--- begin Page text ---

However, such thinking and contemplating should not be done without guidance of a learned person, because one risks following his whims and fancies, and gives his own wrong interpretation of the knowledge of Allah.
Knowledge of Allah positions us in a state of obedience to Allah at all times. The cleaner one’s spiritual state, the easier obedience to Allah is.
Ali ibn Abi Talib RA advised:
“Acquire knowledge, because he who acquires it, in the way of the Lord, performs an act of piety; who speaks of it praises the Lord; who seeks it, adores God, who dispenses instruction in it, bestows alms; and who imparts it to its fitting objects, performs an act of devotion to God.
Knowledge enables its possessor to distinguish what is forbidden from what is not; lights the way to Heaven; it is our friend in the desert, our companion in solitude, our companion, when bereft of friends; it guides us to happiness; it sustains us in misery; it is our ornament in the company of friends; it serves as an armour against our enemies.
With knowledge, the creatures of Allah rise to the heights of goodness and to noble position, associates with the sovereigns in this world and attains the perfection of happiness in the next.”
He also advised to treat others with empathy and compassion. If you were to meet someone older, imagine that he is your father, if you were to meet a peer, imagine he is your brother, and if you were to meet someone younger, imagine that he is your son. Humility is imperative in the acquisition of knowledge.
Luqman the Wise advised his son that religion has three signs: Faith (iman), knowledge (‘ilm) and deeds (‘aml). He also said: “O my son! Be a companion of the wise and sit with them and do not argue with them that they may prevent their knowledge from you.” Hence companionship is important, and this is in the quality rather than quantity of companions that we keep.
He also advised: “O My Son! Talk less and remember Allah at all places because He has warned you of His chastisement and has made you a wise observer.”
It is suggested that a wise person will divide the day into four parts: to call Allah, to judge or assess himself, to seek knowledge and good companionship and to fulfil his own necessities.
All scholars agree that knowledge and adab are interlinked. Abdullah ibn Mubarak (RA) spent thirty years learning manners, and twenty years learning knowledge. If he were told of a man possessing all the knowledge of the first and last people, but lacks adab or manner, he would not regret if he did not meet the man. However, if he were to hear about a man who possesses adab, he would yearn to meet him and would be sorrowful if he could not.

--- end Page text ---

What to work on
1. List the four parts into which, according to the passage on seeking knowledge, a wise person will divide the day.
2. Why, according to the passage on seeking knowledge, should thinking and contemplating not be done without the guidance of a learned person? Answer in one to three sentences.
3. Reproduce the part of the passage on seeking knowledge starting with "With knowledge, the" and going on through "that we keep.".

--- begin Excerpted data ---

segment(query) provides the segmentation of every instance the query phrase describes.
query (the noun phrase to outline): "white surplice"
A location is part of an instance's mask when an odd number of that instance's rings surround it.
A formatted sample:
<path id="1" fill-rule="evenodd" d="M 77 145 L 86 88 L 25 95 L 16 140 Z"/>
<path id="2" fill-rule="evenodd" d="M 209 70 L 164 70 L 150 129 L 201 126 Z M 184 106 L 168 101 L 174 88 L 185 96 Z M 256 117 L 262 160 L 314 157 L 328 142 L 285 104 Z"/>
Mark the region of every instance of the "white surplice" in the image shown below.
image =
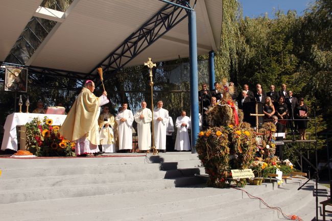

--- end Excerpted data ---

Outputs for the tasks
1.
- To call Allah
- To judge or assess himself
- To seek knowledge and good companionship
- To fulfil his own necessities

2. Without such guidance, one risks following his own whims and fancies. He may also give his own wrong interpretation of the knowledge of Allah.

3.
With knowledge, the creatures of Allah rise to the heights of goodness and to noble position, associates with the sovereigns in this world and attains the perfection of happiness in the next.”
He also advised to treat others with empathy and compassion. If you were to meet someone older, imagine that he is your father, if you were to meet a peer, imagine he is your brother, and if you were to meet someone younger, imagine that he is your son. Humility is imperative in the acquisition of knowledge.
Luqman the Wise advised his son that religion has three signs: Faith (iman), knowledge (‘ilm) and deeds (‘aml). He also said: “O my son! Be a companion of the wise and sit with them and do not argue with them that they may prevent their knowledge from you.” Hence companionship is important, and this is in the quality rather than quantity of companions that we keep.